◆ Work instructions:
Can you copy the lines below verbatim, starting at the line that contains "Annotate red fruit" and stopping after the final line?

◆ The records:
#####

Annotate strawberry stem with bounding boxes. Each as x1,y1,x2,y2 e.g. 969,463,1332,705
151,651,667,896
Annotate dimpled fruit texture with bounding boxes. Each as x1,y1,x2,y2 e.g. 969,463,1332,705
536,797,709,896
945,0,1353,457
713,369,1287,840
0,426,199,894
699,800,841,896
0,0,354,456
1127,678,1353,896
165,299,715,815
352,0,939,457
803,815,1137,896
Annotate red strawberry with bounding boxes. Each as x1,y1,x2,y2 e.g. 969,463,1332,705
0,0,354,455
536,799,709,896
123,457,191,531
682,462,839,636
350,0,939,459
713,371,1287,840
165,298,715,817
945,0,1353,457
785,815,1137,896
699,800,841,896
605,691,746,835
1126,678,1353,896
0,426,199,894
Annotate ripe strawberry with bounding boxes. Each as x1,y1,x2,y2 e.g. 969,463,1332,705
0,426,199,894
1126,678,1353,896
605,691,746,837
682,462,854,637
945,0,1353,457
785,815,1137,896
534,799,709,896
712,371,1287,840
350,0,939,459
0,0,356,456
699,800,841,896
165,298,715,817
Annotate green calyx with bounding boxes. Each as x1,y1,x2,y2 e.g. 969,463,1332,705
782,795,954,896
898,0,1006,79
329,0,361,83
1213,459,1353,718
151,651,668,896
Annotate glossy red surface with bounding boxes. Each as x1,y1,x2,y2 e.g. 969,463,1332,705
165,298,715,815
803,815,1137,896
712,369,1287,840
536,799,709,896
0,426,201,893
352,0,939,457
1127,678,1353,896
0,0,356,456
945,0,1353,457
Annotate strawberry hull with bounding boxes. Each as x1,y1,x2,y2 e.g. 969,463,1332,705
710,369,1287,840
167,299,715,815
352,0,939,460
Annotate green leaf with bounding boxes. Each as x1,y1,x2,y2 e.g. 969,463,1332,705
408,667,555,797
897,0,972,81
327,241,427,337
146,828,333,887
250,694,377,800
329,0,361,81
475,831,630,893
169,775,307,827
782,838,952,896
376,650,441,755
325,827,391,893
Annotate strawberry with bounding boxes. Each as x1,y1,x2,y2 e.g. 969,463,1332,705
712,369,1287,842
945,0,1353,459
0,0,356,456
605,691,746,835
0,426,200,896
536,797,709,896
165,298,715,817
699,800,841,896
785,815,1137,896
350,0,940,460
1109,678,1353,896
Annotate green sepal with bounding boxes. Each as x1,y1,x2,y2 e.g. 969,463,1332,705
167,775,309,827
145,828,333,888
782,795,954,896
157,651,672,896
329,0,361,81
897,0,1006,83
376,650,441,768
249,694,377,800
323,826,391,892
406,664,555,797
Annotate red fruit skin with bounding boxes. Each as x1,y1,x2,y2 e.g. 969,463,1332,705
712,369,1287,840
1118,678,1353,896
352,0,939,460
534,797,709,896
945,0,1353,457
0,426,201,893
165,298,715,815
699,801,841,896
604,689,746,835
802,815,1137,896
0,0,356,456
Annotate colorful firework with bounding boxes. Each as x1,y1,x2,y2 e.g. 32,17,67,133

#####

◆ Answer to the exercise:
Annotate red fruit skin with bounding boxes. Each as x1,y1,x2,y2 e.g. 969,463,1332,705
712,369,1287,840
1118,678,1353,896
352,0,939,460
534,797,709,896
945,0,1353,457
0,426,201,893
165,298,715,815
699,801,841,896
604,689,746,835
802,815,1137,896
0,0,356,456
Annotate colorful firework with bounding boxes. Each as x1,y1,x2,y2 e.g. 32,17,67,133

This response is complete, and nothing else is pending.